Extrait du document:
--- --- ---
Publié le 01 mars 2015 par Thibaultdelavaud @t_delavaud

Manuel Lempereur est un auteur de science-fiction autoédité. Son livre Connexion, premier tome du Cycle des Dômes, a rencontré un grand succès et le deuxième tome, Australopolis, vient tout juste de paraître. Je suis très heureux de l’accueillir et qu’il ait accepté de répondre à mes questions.

Vos personnages principaux ont une particularité qu’on retrouve très peu en littérature : ce sont deux frères siamois. Pourquoi un tel choix ?

L’idée de ce livre m’est venue au cours d‘une conversation avec un ami d’enfance. Je venais de voir un reportage qui m’avait beaucoup marqué sur la vie des frères Ronnie et Donnie Galyon, deux frères siamois attachés par l’abdomen, nés en 1951. Ces deux Américains ont vécu en assumant et en exhibant leur handicap pour gagner leur vie. Cela peut paraître indécent de gagner sa vie de cette façon, mais cette démarche les a amenés à voyager et à apporter du relief à leur existence.
--- --- ---
Lignes enregistrées:
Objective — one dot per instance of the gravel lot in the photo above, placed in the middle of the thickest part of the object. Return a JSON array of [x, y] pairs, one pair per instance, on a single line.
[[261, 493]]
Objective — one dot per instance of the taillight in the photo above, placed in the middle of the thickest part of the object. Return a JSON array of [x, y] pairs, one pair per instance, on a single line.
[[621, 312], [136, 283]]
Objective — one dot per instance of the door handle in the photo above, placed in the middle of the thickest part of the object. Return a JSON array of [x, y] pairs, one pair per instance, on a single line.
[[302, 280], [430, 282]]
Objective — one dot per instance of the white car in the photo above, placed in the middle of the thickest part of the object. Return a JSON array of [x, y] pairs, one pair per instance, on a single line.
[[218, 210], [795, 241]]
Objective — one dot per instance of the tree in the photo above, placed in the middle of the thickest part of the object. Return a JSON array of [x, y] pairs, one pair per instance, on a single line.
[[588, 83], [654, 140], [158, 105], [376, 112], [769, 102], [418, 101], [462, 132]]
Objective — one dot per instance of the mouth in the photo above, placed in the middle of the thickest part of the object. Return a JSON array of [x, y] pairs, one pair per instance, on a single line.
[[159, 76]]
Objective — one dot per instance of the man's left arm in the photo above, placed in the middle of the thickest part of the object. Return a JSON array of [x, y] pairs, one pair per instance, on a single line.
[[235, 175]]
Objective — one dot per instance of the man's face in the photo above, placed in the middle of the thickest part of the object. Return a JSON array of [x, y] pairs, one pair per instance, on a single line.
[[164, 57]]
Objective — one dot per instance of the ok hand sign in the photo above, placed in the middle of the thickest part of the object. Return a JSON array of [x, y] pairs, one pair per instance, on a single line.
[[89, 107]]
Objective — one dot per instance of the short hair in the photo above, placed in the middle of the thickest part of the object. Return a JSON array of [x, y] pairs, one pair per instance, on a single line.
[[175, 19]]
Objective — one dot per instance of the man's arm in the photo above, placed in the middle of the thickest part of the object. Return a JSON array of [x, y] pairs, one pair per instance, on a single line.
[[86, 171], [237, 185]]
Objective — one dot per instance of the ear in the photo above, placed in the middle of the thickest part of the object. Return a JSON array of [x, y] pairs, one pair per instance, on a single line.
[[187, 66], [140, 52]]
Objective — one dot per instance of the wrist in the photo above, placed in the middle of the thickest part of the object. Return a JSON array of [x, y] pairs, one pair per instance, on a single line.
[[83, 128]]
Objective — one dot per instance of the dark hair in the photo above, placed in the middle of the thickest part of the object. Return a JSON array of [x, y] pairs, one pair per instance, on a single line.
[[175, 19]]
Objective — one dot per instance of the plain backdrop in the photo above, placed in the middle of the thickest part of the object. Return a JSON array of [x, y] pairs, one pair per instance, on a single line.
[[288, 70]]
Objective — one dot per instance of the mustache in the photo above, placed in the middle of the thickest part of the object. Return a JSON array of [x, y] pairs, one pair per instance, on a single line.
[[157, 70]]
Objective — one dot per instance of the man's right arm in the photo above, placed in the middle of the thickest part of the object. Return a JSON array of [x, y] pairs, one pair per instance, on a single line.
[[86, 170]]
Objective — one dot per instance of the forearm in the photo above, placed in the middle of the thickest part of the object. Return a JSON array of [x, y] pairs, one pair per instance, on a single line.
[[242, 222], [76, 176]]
--- --- ---
Exercice proposé 1: Renvoyez le passage de l'entretien compris entre « Vos personnages principaux » et « à leur existence. », bornes incluses.
Exercice proposé 2: Relevez tous les titres d'œuvres de Manuel Lempereur, livres ou cycle, cités dans l'entretien.

Bonne réponse 1:
Vos personnages principaux ont une particularité qu’on retrouve très peu en littérature : ce sont deux frères siamois. Pourquoi un tel choix ?

L’idée de ce livre m’est venue au cours d‘une conversation avec un ami d’enfance. Je venais de voir un reportage qui m’avait beaucoup marqué sur la vie des frères Ronnie et Donnie Galyon, deux frères siamois attachés par l’abdomen, nés en 1951. Ces deux Américains ont vécu en assumant et en exhibant leur handicap pour gagner leur vie. Cela peut paraître indécent de gagner sa vie de cette façon, mais cette démarche les a amenés à voyager et à apporter du relief à leur existence.

Bonne réponse 2: Connexion ; Cycle des Dômes ; Australopolis